> _TASK A_: Reproduce the section of the post about criticism of romance starting with "Last week we" and going on through "as anything else.".
> _TASK B_: Name every person the post about criticism of romance mentions by name, apart from Bindel.

> _EXTRACT_:
....

Last week we talked a lot about Ms. Bindel's brief against romance, and the comments we received were long and thoughtful as well. Robin posted more at length here at Access Romance, with comments back already from Laura and Sarah and me.

There were a few comments here, though, that I wanted to pull out and respond to here "above the fold" because they seemed to me to touch on important issues for romance criticism, as well as for the genre itself. I'll do that over the next few days, so that no single post gets too long--as much to plant the ideas deeper in my own memory as anything else.

Lazaraspaste got some excellent points in right away, I thought, about critical condescension:
What Bindel fails to acknowledge is that what one likes to read is just that, what one likes to read. It is a matter of taste. If we must analyze literature and art from a (sigh) sociological and anthropological perspective, endlessly debating whether these books may or may not harm women's psyche, progress, personal quest for self-actualization, etc. then we must acknowledge that different women need different things at different times in their lives. [...]

What I found particularly obnoxious about Bindel's statements wasn't that she thought romance was trash but the implication that she knows what is best for women. That if women want to be free from patriarchal oppression not only must they not want men to behave this way (P.1) in real life but they must not read about it in a book.

And it isn't Bindel alone. Most opponents of the romance genre take a similar tack. Most of these critics write their arguments from this moral high ground, shaking their collective heads at those poor, benighted souls who have failed to see the light (whether it be ideologically left or right) and realize that the only literature worth reading is literature that ennobles us. And if people are resistant to being ennobled then we enlightened few must continue to educate them through a process of shame and condescension.

....

> _DATA PROVIDED_:
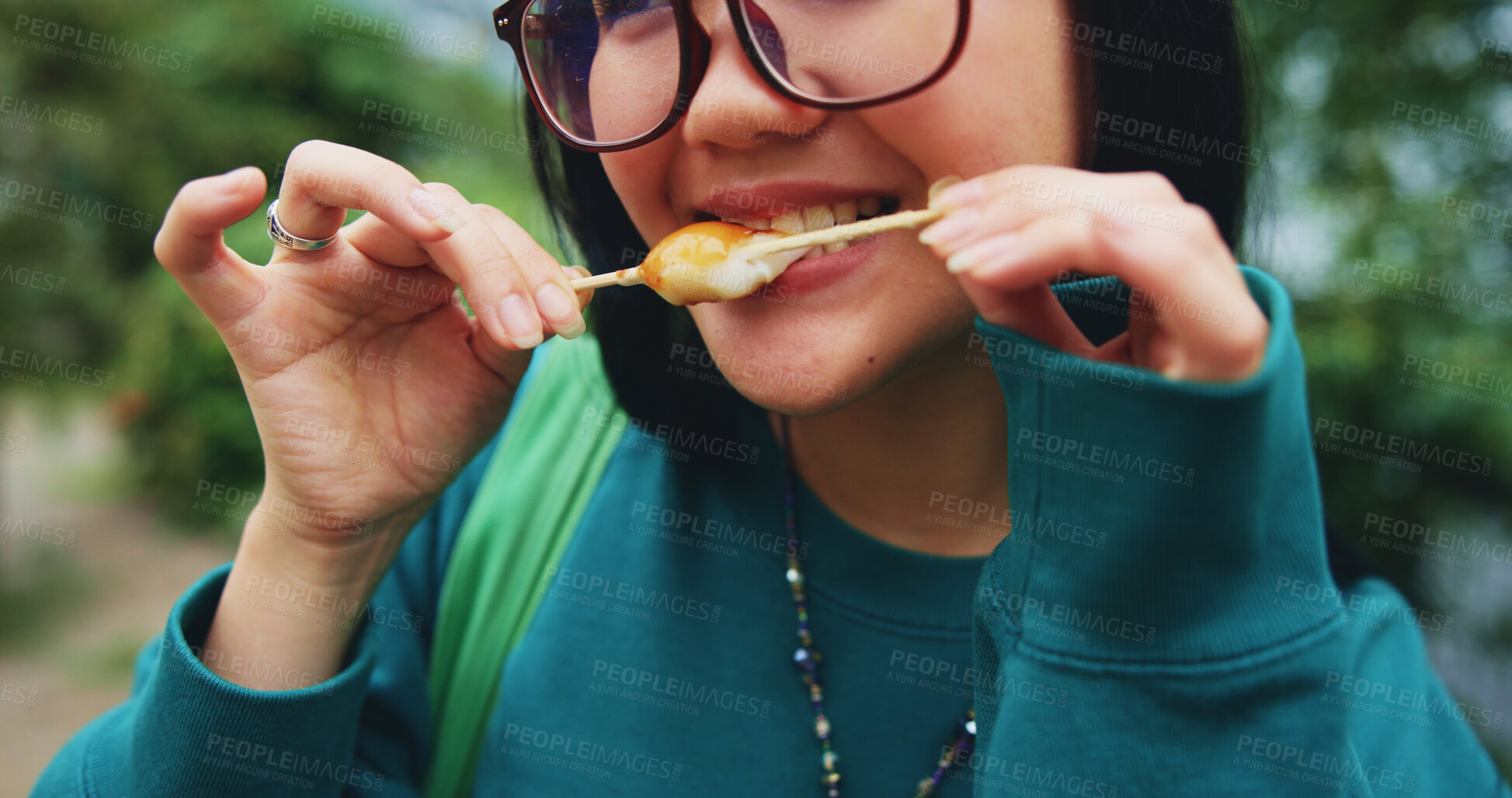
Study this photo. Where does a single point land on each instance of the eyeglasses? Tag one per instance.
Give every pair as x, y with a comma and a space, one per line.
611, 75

....

> _TASK RESPONSE A_:
Last week we talked a lot about Ms. Bindel's brief against romance, and the comments we received were long and thoughtful as well. Robin posted more at length here at Access Romance, with comments back already from Laura and Sarah and me.

There were a few comments here, though, that I wanted to pull out and respond to here "above the fold" because they seemed to me to touch on important issues for romance criticism, as well as for the genre itself. I'll do that over the next few days, so that no single post gets too long--as much to plant the ideas deeper in my own memory as anything else.

> _TASK RESPONSE B_: Robin, Laura, Sarah, Lazaraspaste